### Passage fourni
En plus d'embrasser la bienveillance envers soi-même et de vivre avec compassion envers les autres, la pandémie a également renforcé l'importance d'accueillir le changement pour Dozi. Depuis son retour dans son village, il a appris la menuiserie et a aidé ses voisins à réparer leurs maisons tout en se lançant dans un grand projet communautaire. "Nous avons rénové une ferme traditionnelle abandonnée par une famille et l'avons transformée en séjour à la ferme. Je plaide depuis longtemps pour une approche plus immersive du tourisme et pour que les gens explorent la culture et le mode de vie des zones plus rurales du Bhoutan. En fin de compte, j'ai appris à être heureux avec ce que j'ai et à en tirer le meilleur parti."

Selon le Rinpoché, le quatrième pilier, le karma, n'est pas ce qu'il semble être.

"Le karma est totalement incompris. La plupart des gens pensent que cela signifie que si vous faites quelque chose de mal, alors quelque chose de mal vous arrivera, comme une forme de vengeance ou de punition universelle. Ce n'est pas du tout cela. Il s'agit de la cause, de la condition et de l'effet. Accepter que vos actions et vos choix ont un impact sur le monde qui vous entoure. C'est comme planter une graine d'arbre. Si on plante une graine de mangue, on obtient un manguier. On ne peut pas planter une graine de pomme et s'attendre à ce qu'un manguier pousse !" a-t-il gloussé. "Croire au karma est une opportunité pour vous de vous transformer, de vous façonner, de travailler réellement sur qui vous voulez devenir et faire ce que vous voulez réaliser."

Bien que Rinpoché affirme que le Bhoutan est "incroyablement paisible et possède un environnement naturel majestueux et vierge", il reconnaît également que le royaume a ses problèmes, comme partout ailleurs. L'inflation continue d'augmenter, l'indice général des prix à la consommation ayant progressé de près de 9 % l'année dernière. L'insécurité alimentaire est également une réalité (le Bhoutan importe environ 50 % de sa nourriture) et le pays a connu une hausse de près de 15 % du coût des denrées alimentaires. La fermeture de ses frontières de mars 2020 à août 2021 a également eu pour conséquence qu'au moins 50 000 personnes travaillant dans le secteur du tourisme ont perdu leur emploi et leurs moyens de subsistance, comme Dozi.

### Consigne 1
D'après le texte sur le Bhoutan, quelle part de sa nourriture le pays importe-t-il ?
### Consigne 2
Poursuivez le texte sur le Bhoutan à partir de sa dernière phrase.

### Contenu des entrées
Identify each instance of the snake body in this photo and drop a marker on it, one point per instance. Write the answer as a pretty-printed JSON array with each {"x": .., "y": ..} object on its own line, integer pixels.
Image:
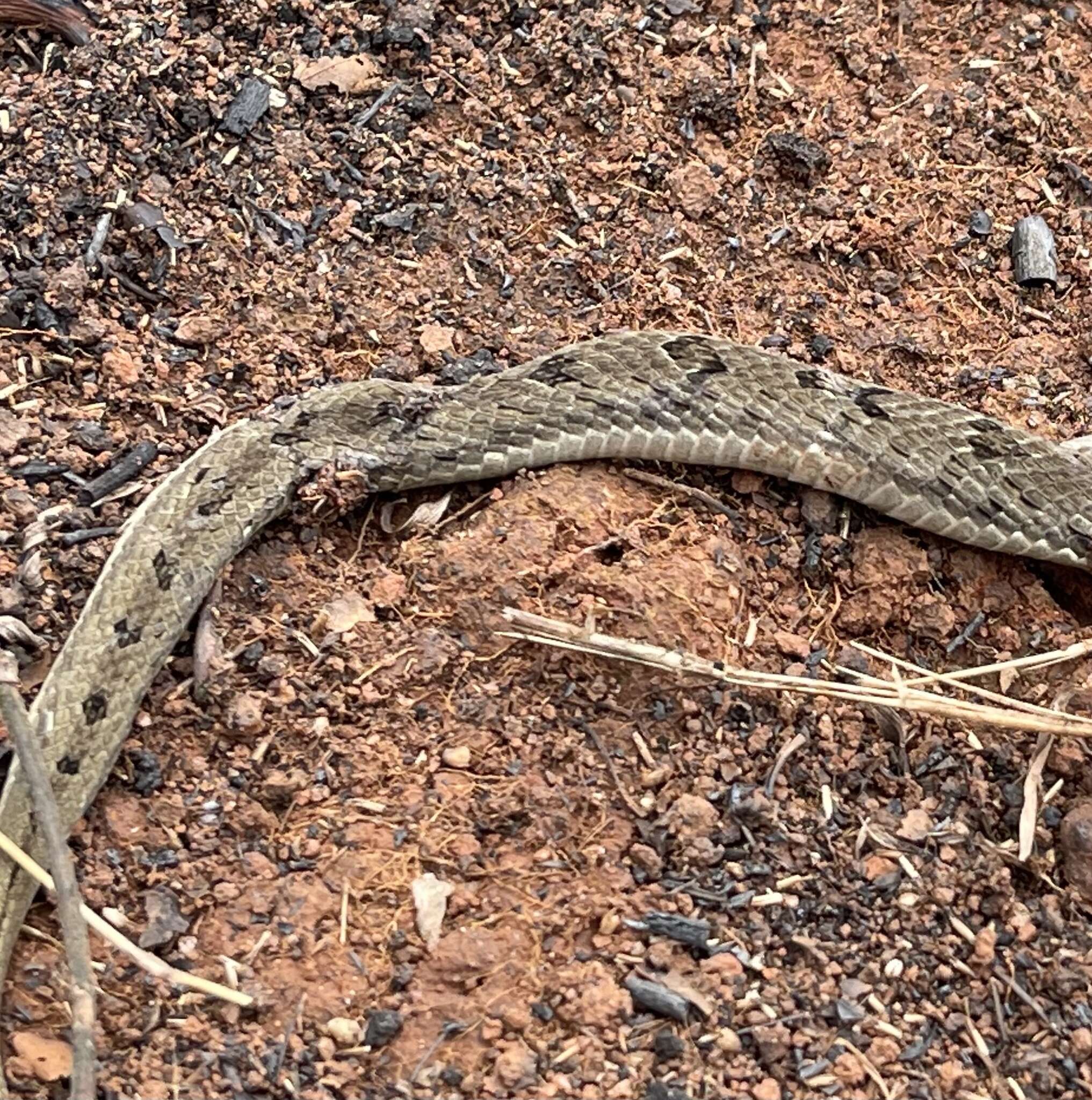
[{"x": 639, "y": 395}]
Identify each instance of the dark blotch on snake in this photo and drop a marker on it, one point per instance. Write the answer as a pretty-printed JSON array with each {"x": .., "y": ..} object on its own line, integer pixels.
[
  {"x": 165, "y": 570},
  {"x": 555, "y": 370},
  {"x": 95, "y": 707},
  {"x": 698, "y": 350},
  {"x": 866, "y": 401},
  {"x": 126, "y": 634},
  {"x": 812, "y": 380}
]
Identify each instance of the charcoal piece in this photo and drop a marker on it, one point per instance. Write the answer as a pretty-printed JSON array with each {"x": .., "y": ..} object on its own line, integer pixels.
[
  {"x": 686, "y": 931},
  {"x": 1035, "y": 258},
  {"x": 251, "y": 103},
  {"x": 658, "y": 999},
  {"x": 798, "y": 157},
  {"x": 980, "y": 225},
  {"x": 122, "y": 471}
]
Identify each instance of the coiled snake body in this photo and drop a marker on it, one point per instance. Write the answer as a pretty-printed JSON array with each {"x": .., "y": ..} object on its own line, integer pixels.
[{"x": 638, "y": 395}]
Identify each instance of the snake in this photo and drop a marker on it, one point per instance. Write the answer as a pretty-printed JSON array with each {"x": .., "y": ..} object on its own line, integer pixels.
[{"x": 638, "y": 395}]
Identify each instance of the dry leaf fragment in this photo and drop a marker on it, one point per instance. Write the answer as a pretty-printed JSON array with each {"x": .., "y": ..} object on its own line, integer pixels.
[
  {"x": 438, "y": 338},
  {"x": 50, "y": 1059},
  {"x": 430, "y": 900},
  {"x": 359, "y": 73}
]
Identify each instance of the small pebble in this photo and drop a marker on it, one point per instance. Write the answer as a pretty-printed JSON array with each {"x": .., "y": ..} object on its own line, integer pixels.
[
  {"x": 343, "y": 1031},
  {"x": 980, "y": 225},
  {"x": 459, "y": 756}
]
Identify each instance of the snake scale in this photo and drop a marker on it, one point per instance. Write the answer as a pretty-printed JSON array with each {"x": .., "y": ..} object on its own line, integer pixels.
[{"x": 634, "y": 395}]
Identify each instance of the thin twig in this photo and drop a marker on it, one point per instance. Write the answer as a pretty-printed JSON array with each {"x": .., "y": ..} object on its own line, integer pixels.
[
  {"x": 149, "y": 963},
  {"x": 77, "y": 949},
  {"x": 866, "y": 690}
]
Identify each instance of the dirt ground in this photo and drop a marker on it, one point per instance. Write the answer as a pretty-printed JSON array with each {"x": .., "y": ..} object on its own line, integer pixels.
[{"x": 431, "y": 191}]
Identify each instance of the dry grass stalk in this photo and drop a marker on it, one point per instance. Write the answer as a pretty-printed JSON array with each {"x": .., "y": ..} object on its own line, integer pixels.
[
  {"x": 65, "y": 888},
  {"x": 1010, "y": 714},
  {"x": 146, "y": 960}
]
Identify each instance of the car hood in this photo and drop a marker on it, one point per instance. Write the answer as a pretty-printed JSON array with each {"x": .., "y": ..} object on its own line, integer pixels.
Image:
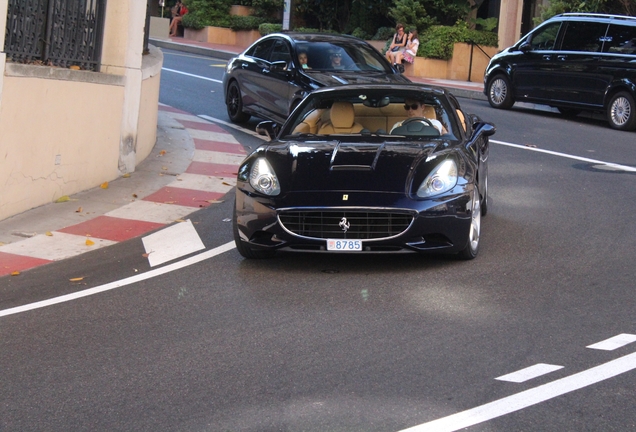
[
  {"x": 338, "y": 78},
  {"x": 360, "y": 166}
]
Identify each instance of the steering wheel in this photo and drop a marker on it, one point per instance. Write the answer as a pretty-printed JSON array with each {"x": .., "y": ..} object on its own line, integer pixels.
[{"x": 424, "y": 120}]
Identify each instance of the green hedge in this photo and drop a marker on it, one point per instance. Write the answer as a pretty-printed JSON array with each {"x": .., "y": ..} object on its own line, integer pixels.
[
  {"x": 268, "y": 28},
  {"x": 238, "y": 23},
  {"x": 438, "y": 41}
]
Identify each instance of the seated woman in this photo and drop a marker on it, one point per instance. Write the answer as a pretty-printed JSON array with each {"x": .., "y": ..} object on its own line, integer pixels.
[
  {"x": 410, "y": 51},
  {"x": 414, "y": 109},
  {"x": 179, "y": 11},
  {"x": 302, "y": 59}
]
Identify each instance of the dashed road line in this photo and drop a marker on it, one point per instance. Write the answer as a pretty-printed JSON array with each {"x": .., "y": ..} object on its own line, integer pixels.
[
  {"x": 615, "y": 342},
  {"x": 529, "y": 397},
  {"x": 529, "y": 373},
  {"x": 568, "y": 156}
]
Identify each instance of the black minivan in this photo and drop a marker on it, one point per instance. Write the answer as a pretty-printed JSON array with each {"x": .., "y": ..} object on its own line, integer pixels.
[{"x": 574, "y": 62}]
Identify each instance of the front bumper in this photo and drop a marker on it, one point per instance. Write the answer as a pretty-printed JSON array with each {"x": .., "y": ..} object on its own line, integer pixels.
[{"x": 437, "y": 225}]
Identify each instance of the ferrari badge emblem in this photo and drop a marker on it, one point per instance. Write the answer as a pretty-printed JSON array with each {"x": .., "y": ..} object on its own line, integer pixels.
[{"x": 344, "y": 224}]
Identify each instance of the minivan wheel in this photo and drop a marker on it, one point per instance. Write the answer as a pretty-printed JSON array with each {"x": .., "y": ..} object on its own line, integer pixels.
[
  {"x": 235, "y": 104},
  {"x": 621, "y": 112},
  {"x": 500, "y": 92}
]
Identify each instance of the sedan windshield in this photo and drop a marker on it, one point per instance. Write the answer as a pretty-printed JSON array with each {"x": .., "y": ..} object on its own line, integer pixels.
[{"x": 342, "y": 56}]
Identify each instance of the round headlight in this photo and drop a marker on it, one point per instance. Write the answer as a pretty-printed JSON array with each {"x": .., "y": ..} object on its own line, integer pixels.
[
  {"x": 442, "y": 179},
  {"x": 263, "y": 178}
]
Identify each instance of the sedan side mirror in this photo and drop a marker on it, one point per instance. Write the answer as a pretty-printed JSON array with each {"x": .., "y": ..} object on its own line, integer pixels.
[
  {"x": 268, "y": 128},
  {"x": 280, "y": 65},
  {"x": 525, "y": 47},
  {"x": 485, "y": 128}
]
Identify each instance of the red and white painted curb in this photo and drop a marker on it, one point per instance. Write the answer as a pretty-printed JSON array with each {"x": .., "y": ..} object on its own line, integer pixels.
[{"x": 210, "y": 175}]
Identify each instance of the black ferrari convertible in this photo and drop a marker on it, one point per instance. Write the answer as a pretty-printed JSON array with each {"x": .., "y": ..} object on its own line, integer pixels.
[{"x": 364, "y": 169}]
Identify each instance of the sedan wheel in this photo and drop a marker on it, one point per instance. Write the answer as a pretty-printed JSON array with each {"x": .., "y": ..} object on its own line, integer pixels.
[
  {"x": 235, "y": 104},
  {"x": 500, "y": 92},
  {"x": 621, "y": 112},
  {"x": 472, "y": 245}
]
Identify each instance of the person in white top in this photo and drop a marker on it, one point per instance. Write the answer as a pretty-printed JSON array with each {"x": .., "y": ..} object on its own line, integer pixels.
[{"x": 410, "y": 51}]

### Réponse 1
Environ 50 %.

### Réponse 2
Pourtant, la bonne gouvernance, l'une des pierres angulaires du GNH, a été essentielle à la survie du Bhoutan tout au long de la pandémie. La communauté internationale a salué la réaction rapide du gouvernement face à l'impact socio-économique du coronavirus, qui a reporté le paiement des impôts et accordé une aide financière aux citoyens. Les membres du Parlement ont fait don d'un mois de salaire aux efforts de secours. Le gouvernement a également donné la priorité à la vaccination de ses citoyens et, actuellement, 90,2 % de la population éligible est entièrement vaccinée.

"Ce qui est si spécial dans le fait d'être Bhoutanais, c'est qu'il y a toujours un sentiment uni de gratitude, de bien-être communautaire et d'identité nationale", a ajouté Thinley Choden, entrepreneur social et consultant.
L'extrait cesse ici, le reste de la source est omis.